====== Brano scelto ======

A provare l’assalto sin dal primo giorno sono Alessandro e Susi, che in 72 ore hanno aperto una via in stile alpino di circa 200 m attrezzandola con Nut e Friends e qualche fix.

Strada facendo, hanno individuato così altri due ingressi: Il primo, chiamato “Grotta del Solitario”, raggiunto il giorno successivo anche da una delegazione, composta da Luciano, Francesco e Junior per rilevarla e tastarne il potenziale (questa grotta è un ingresso alto e aspira in maniera decisa, ma al suo interno ci si muove per la maggior parte su una ciclopica frana che per ora sembra impedire ogni passaggio); l’altra grotta, sempre individuata dai due, è invece una piccola condotta, degna di nota più che altro per la sua “provvidenziale” presenza su quella parete, battezzata “Condotta del Rifugio”. Finalmente, dopo 3 giorni di intenso lavoro, l’accoppiata alpina ha raggiunto nel tardo pomeriggio di giovedì 23, la grande cengia dell’enorme buco nero. Al mattino seguente, di buona lena, si è aggregato al duo Orlando armato di Disto, TopoDroid e reflex. Nel bel mezzo dell’arrampicata però, un forte temporale ha sorpreso i tre, costringendoli e a rifugiarsi per diverse ore in quella condottina di una decina di metri (da qui il nme “Condotta del Rifugio”). Ad acquazzone terminato, in tarda serata, riescono a raggiungere il pozzo, che denominata “Shpella e Dallandysheve” (Grotta delle rondini, per la nidificazione di questi uccelli al suo interno). Hanno però, solo il tempo di scendere il primo pozzo di una trentina di metri, il quale presenta al suo interno un accumulo nevoso, ma si fermano ad un bivio che conduce su due vie verticali. Anche qui l’imponente circolazione di aria preannuncia l’organizzazione di una nuova spedizione l’anno venturoi tre disarmano la via alpina essendo l’ultimo giorno utile e stoicamente rientrano al campo base solo all’alba del giorno dopo.

Shpella e Dallandysheve (Grotta delle Rondini)

====== Elenco grezzo ======

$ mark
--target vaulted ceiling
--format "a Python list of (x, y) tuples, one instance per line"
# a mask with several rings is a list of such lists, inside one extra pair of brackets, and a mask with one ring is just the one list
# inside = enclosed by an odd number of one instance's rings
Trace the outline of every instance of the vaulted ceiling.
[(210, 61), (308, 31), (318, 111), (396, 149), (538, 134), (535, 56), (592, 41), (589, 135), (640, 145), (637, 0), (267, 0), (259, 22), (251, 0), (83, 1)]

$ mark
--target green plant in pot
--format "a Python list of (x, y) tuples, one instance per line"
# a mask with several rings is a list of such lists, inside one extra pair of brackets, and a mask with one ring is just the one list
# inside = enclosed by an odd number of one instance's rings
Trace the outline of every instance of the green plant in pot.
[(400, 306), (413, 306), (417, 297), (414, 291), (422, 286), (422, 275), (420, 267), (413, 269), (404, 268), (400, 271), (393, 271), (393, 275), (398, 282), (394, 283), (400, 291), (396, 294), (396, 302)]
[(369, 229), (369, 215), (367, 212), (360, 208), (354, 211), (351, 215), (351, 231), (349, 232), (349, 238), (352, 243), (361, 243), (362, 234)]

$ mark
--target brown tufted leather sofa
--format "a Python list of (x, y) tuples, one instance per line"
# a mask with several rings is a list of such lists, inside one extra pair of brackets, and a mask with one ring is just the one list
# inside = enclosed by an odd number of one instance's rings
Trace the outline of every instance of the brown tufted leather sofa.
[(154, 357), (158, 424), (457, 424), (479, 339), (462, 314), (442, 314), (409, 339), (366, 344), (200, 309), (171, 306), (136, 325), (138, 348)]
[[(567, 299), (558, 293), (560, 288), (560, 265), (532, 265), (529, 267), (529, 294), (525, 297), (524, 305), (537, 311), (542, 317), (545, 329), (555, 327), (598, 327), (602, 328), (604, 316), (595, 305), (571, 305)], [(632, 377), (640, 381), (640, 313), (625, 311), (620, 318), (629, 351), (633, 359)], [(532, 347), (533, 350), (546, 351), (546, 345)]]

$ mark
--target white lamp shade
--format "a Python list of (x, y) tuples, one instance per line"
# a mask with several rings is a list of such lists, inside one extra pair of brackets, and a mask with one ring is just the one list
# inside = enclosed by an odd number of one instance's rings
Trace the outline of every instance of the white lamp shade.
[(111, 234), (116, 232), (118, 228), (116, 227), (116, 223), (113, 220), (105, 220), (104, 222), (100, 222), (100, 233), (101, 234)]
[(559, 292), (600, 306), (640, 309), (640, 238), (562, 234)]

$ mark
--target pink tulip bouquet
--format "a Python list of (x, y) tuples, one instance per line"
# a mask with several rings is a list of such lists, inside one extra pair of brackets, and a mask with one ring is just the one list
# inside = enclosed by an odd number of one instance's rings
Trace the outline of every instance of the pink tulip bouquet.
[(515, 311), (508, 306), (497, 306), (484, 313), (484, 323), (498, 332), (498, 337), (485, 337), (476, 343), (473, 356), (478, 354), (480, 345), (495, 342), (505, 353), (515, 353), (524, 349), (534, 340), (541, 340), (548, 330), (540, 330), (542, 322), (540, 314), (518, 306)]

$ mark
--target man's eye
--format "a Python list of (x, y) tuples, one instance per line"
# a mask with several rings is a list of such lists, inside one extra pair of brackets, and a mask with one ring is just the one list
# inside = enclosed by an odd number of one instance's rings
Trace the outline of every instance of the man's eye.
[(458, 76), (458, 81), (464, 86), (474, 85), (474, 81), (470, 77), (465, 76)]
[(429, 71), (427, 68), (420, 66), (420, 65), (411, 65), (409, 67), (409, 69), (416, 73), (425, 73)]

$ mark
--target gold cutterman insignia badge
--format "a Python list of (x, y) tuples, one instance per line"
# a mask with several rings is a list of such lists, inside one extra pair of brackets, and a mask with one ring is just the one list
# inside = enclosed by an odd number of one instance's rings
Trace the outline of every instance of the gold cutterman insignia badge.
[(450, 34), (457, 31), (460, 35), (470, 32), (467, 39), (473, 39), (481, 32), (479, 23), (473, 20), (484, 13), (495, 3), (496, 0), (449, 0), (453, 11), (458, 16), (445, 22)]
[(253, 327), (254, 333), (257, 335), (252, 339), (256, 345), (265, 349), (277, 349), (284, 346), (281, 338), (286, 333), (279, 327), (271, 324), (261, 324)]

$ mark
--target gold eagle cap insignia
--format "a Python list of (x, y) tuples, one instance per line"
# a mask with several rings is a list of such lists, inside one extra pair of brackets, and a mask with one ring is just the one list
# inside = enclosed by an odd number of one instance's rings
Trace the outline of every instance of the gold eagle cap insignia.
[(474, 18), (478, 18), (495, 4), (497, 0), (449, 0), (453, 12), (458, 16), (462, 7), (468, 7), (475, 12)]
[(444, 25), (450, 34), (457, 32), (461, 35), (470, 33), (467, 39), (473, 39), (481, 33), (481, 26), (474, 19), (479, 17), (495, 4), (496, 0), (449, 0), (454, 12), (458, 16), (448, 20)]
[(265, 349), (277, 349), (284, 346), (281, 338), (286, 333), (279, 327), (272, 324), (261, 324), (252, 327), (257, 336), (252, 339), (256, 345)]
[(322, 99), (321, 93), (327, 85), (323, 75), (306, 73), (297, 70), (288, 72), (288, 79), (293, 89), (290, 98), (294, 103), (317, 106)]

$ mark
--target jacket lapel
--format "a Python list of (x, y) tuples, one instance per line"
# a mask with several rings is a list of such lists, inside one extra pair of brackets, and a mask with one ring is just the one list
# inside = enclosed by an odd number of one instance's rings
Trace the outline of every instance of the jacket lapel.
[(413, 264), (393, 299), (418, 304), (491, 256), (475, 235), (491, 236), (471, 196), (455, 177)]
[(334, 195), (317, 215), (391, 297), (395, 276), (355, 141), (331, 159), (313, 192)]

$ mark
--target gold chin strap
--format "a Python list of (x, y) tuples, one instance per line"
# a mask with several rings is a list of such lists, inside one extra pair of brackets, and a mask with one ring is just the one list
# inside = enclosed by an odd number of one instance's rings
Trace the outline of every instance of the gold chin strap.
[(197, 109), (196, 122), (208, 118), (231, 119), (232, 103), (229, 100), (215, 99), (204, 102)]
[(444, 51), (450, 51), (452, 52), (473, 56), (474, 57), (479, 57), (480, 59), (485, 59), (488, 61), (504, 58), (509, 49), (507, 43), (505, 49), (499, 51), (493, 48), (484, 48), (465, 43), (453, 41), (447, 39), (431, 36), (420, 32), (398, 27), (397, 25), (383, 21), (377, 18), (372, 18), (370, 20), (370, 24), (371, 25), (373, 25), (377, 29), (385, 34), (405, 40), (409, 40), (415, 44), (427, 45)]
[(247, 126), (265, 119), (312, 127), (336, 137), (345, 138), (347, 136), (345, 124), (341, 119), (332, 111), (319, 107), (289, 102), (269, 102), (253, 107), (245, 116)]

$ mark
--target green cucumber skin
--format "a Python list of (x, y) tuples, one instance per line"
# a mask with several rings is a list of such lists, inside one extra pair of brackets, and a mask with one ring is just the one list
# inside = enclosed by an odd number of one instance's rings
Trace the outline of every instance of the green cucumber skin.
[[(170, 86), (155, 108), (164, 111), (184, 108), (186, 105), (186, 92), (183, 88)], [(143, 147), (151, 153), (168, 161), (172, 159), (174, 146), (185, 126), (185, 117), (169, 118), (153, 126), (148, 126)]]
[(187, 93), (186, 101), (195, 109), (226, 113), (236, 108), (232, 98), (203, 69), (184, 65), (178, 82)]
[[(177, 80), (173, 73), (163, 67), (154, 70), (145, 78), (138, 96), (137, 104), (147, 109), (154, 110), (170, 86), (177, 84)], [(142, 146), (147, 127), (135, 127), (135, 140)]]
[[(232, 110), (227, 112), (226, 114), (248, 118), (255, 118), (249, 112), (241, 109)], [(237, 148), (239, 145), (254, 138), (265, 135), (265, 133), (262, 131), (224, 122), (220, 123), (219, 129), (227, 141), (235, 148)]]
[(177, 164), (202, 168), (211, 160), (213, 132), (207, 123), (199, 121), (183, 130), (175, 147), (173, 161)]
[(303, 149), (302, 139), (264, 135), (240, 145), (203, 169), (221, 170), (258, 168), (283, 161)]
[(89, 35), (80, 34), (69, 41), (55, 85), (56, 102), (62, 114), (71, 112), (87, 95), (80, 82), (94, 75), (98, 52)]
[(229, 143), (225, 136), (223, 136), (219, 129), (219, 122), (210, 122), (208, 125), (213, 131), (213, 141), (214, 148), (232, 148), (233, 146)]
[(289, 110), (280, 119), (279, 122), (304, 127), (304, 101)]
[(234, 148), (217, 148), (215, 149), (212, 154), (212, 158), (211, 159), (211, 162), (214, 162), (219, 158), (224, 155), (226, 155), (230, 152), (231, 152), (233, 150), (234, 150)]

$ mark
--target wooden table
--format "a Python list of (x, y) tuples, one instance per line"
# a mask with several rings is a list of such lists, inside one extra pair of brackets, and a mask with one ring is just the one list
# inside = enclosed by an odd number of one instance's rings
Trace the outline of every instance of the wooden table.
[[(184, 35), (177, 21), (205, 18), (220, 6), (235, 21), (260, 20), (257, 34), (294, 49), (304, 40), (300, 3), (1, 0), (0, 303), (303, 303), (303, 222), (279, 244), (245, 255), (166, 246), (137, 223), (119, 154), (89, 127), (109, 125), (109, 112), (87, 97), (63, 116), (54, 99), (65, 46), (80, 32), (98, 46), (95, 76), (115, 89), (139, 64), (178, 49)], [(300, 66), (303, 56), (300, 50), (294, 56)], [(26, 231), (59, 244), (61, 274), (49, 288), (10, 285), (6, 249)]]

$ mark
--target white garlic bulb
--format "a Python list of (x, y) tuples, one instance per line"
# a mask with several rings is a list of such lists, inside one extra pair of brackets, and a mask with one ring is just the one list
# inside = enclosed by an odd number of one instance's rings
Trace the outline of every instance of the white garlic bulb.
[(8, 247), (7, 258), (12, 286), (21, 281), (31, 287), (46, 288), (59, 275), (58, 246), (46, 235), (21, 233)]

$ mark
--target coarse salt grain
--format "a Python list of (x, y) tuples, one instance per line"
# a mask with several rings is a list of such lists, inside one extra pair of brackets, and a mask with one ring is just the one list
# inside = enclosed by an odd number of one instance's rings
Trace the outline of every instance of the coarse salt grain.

======

§ **Consegne**:
(a) Rispondi a queste domande in base al resoconto della spedizione:
(i) In quante ore Alessandro e Susi hanno aperto la via in stile alpino?
(ii) Da chi era composta la delegazione che ha raggiunto la "Grotta del Solitario"?
(iii) Che cosa presenta al suo interno il primo pozzo di una trentina di metri?
(b) Elenca tutte le persone chiamate per nome nel resoconto della spedizione.
(c) Prosegui il resoconto della spedizione speleologica dal punto in cui si interrompe.
L'elenco non ha alcun legame con il resoconto della spedizione.

§ **Soluzioni**:
(a)
(i) In 72 ore.
(ii) Da Luciano, Francesco e Junior.
(iii) Un accumulo nevoso.

(b) Alessandro, Susi, Luciano, Francesco, Junior, Orlando.

(c)
Nel frattempo 100 metri più in basso continuano le esplorazioni all’interno della Shtares avviando la risalita sull’attivo. A valle l’acqua si perde in stretti passaggi, mentre a monte ambienti più grandi fanno ben sperare in prosecuzioni, anche se c’è la consapevolezza di dover risalire molto, prima di incontrare nuove gallerie o meandri.

Il giorno dopo scarichi di materiali e vogliosi di esplorare si parte alla volta della Shtares: Orlando e Claudio sono i componenti della squadra di punta incaricata di iniziare la risalita sull’attivo, mentre Michela, Luisana, Michele M. e Michele P. si dedicano alla documentazione fotografica di meandri e gallerie che non erano stati documentati nella spedizione precedente. Una terza squadra composta da Donatella, Angelo e Alessio si dedica invece, ad una risalita a qualche metro dall’ingresso, ma poco dopo un imponente e pericolosa frana fa desistere i ragazzi dal continuare l’esplorazione.

Shpella Shtares

La risalita sul “fondo” continua. Il giorno seguente una nuova squadra si organizza e torna al “fronte siberiano”, così chiamato per il tremendo freddo che si patisce. Stavolta la squadra è composta da Luciano e Donatella, che dopo aver superato l’ennesima frana, si ritrovano davanti alla forra da cui proviene l’acqua. Abbiamo deciso di chiamare questo bellissimo ambiente “Forra dei ragazzi del Raganello”, dedicandola alle vittime della piena del fiume calabrese, che hanno perso la vita mentre noi sbarcavamo in Albania.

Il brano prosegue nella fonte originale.